▶ **What to work on**: Copy the following items word for word, without any changes.

===== Data provided

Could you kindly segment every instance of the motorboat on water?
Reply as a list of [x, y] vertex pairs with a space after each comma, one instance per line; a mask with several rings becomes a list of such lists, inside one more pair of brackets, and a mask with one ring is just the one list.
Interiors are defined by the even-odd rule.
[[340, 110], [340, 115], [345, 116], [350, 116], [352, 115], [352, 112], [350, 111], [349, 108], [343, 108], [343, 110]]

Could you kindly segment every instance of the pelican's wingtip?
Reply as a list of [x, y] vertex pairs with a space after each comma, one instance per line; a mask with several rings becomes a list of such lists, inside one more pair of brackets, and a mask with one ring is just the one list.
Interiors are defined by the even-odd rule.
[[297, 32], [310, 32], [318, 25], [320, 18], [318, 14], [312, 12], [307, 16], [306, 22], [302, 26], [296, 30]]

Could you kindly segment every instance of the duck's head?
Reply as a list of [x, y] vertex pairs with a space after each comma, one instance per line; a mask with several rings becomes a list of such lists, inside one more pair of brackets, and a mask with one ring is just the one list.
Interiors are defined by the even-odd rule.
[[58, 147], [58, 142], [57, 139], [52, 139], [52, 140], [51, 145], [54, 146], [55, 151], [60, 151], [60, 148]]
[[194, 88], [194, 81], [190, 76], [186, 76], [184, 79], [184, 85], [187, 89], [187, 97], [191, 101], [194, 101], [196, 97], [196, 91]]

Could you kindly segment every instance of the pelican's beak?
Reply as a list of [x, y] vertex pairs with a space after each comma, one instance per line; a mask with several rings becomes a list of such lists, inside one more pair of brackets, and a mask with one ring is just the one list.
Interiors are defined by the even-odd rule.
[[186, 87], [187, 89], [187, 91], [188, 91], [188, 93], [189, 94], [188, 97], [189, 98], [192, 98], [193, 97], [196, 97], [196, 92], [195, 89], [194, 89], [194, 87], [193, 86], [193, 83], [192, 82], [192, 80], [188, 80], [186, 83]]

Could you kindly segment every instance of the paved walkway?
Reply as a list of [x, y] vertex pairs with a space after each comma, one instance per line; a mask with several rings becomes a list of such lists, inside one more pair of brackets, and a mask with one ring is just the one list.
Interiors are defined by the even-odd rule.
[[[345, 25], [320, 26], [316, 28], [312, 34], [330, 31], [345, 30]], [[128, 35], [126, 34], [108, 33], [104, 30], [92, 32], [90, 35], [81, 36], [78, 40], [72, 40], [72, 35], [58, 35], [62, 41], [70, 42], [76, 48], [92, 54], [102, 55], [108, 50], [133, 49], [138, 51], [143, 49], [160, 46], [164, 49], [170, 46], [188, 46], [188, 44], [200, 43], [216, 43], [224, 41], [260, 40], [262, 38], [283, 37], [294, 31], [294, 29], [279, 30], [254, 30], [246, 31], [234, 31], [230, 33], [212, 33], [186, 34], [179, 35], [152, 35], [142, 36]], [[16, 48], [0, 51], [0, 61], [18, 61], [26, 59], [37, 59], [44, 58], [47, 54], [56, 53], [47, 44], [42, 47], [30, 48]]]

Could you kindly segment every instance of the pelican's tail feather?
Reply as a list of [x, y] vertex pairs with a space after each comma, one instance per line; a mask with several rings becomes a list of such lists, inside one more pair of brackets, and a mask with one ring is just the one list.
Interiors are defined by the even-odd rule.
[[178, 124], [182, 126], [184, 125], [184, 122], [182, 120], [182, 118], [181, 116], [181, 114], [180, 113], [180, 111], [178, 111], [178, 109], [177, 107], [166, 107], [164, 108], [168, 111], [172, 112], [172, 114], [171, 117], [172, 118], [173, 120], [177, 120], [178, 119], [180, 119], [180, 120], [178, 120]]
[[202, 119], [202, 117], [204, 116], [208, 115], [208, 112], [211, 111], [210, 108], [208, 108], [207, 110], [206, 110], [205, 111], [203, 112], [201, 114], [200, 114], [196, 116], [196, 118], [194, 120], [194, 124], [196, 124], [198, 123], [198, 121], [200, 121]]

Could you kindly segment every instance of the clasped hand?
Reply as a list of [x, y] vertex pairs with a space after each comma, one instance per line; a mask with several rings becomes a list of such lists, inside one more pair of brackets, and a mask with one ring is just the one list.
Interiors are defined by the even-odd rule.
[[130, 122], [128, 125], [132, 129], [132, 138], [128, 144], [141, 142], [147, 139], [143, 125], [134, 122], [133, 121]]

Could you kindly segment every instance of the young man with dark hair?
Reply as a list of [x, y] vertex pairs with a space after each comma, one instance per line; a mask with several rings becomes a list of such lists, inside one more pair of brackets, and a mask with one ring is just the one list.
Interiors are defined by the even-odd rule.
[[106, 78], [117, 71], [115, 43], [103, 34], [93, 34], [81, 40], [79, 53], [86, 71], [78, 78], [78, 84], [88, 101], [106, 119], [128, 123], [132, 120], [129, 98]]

==========

▶ **The result**:
Could you kindly segment every instance of the motorboat on water?
Reply as a list of [x, y] vertex pairs with a space after each comma, one instance per line; a mask with several rings becomes a list of such lists, inside one more pair of brackets, and a mask with one ring is just the one list.
Interiors are defined by the even-odd rule.
[[340, 110], [340, 115], [345, 116], [350, 116], [352, 115], [352, 112], [350, 111], [349, 108], [343, 108], [343, 110]]

Could you kindly segment every instance of the pelican's wingtip?
Reply as a list of [x, y] vertex pairs with a space after each comma, one instance per line; a mask with several rings becomes a list of such lists, inside one more pair of brackets, and a mask with one ring is just the one list.
Interiors are defined by the even-odd rule.
[[297, 32], [310, 32], [318, 25], [320, 18], [318, 14], [312, 12], [307, 16], [306, 22], [302, 26], [296, 30]]

Could you kindly segment every instance of the duck's head?
Reply as a list of [x, y] vertex pairs with a space after each comma, one instance per line; a mask with several rings becomes a list of such lists, inside one more pair of brackets, and a mask with one ring is just the one list.
Interiors are defined by the even-odd rule.
[[58, 147], [58, 142], [57, 139], [52, 139], [52, 140], [51, 145], [54, 146], [55, 151], [60, 151], [60, 148]]
[[194, 88], [194, 81], [190, 76], [186, 76], [184, 79], [184, 85], [187, 89], [187, 97], [191, 101], [194, 101], [196, 97], [196, 91]]

Could you kindly segment every instance of the pelican's beak?
Reply as a list of [x, y] vertex pairs with a space after each comma, one instance per line; a mask with several rings becomes a list of such lists, inside one more pair of brackets, and a mask with one ring is just the one list.
Interiors are defined by the even-odd rule.
[[186, 87], [187, 89], [187, 91], [188, 91], [188, 93], [189, 94], [188, 97], [189, 98], [192, 98], [193, 97], [196, 97], [196, 92], [195, 89], [194, 89], [194, 87], [193, 86], [193, 83], [192, 82], [192, 80], [188, 80], [186, 83]]

Could you kindly segment every instance of the paved walkway?
Reply as a list of [x, y] vertex pairs with a space after each comma, one instance per line; a mask with several rings becomes a list of such lists, inside one more pair of brackets, and a mask with one ring is just the one list.
Interiors are defined by the even-odd rule.
[[[345, 25], [320, 26], [316, 28], [312, 34], [330, 31], [345, 30]], [[128, 35], [126, 34], [108, 33], [104, 30], [92, 32], [90, 35], [81, 36], [78, 40], [72, 40], [72, 35], [58, 35], [62, 41], [70, 42], [76, 48], [92, 54], [102, 55], [108, 50], [133, 49], [138, 51], [143, 49], [160, 46], [164, 49], [170, 46], [188, 46], [188, 44], [200, 43], [216, 43], [224, 41], [260, 40], [262, 38], [283, 37], [294, 31], [294, 29], [279, 30], [254, 30], [246, 31], [234, 31], [230, 33], [212, 33], [186, 34], [179, 35], [152, 35], [142, 36]], [[16, 48], [0, 51], [0, 61], [18, 61], [26, 59], [37, 59], [44, 58], [47, 54], [56, 53], [47, 44], [42, 47], [30, 48]]]

Could you kindly segment every instance of the pelican's tail feather?
Reply as a list of [x, y] vertex pairs with a space after each comma, one instance per line; a mask with several rings becomes a list of such lists, inside one more pair of brackets, and a mask with one ring is just the one list.
Interiors are defined by the even-odd rule.
[[178, 124], [182, 126], [184, 125], [184, 122], [182, 120], [182, 118], [181, 116], [181, 114], [180, 113], [180, 111], [178, 111], [178, 109], [177, 107], [166, 107], [164, 108], [168, 111], [172, 112], [172, 114], [171, 117], [172, 118], [173, 120], [177, 120], [178, 119], [180, 119], [180, 120], [178, 120]]
[[202, 119], [202, 117], [204, 116], [208, 115], [208, 112], [211, 111], [210, 108], [208, 108], [207, 110], [206, 110], [205, 111], [203, 112], [201, 114], [200, 114], [196, 116], [196, 118], [194, 120], [194, 124], [196, 124], [198, 123], [198, 121], [200, 121]]

Could you kindly segment every instance of the clasped hand?
Reply as a list of [x, y] vertex pairs with a space after each comma, one instance per line; a mask with several rings becomes a list of such lists, inside one more pair of brackets, and a mask with one ring is just the one list.
Interiors are defined by the even-odd rule.
[[130, 122], [128, 125], [132, 129], [132, 138], [128, 144], [141, 142], [147, 139], [143, 125], [134, 122], [133, 121]]

Could you kindly segment every instance of the young man with dark hair?
Reply as a list of [x, y] vertex pairs with a space after each comma, one instance per line; a mask with several rings becomes a list of such lists, inside one more pair of brackets, and a mask with one ring is just the one list.
Interiors are defined by the even-odd rule.
[[106, 78], [117, 71], [115, 43], [103, 34], [93, 34], [81, 40], [79, 53], [86, 71], [78, 78], [78, 84], [88, 101], [106, 119], [128, 123], [132, 120], [129, 98]]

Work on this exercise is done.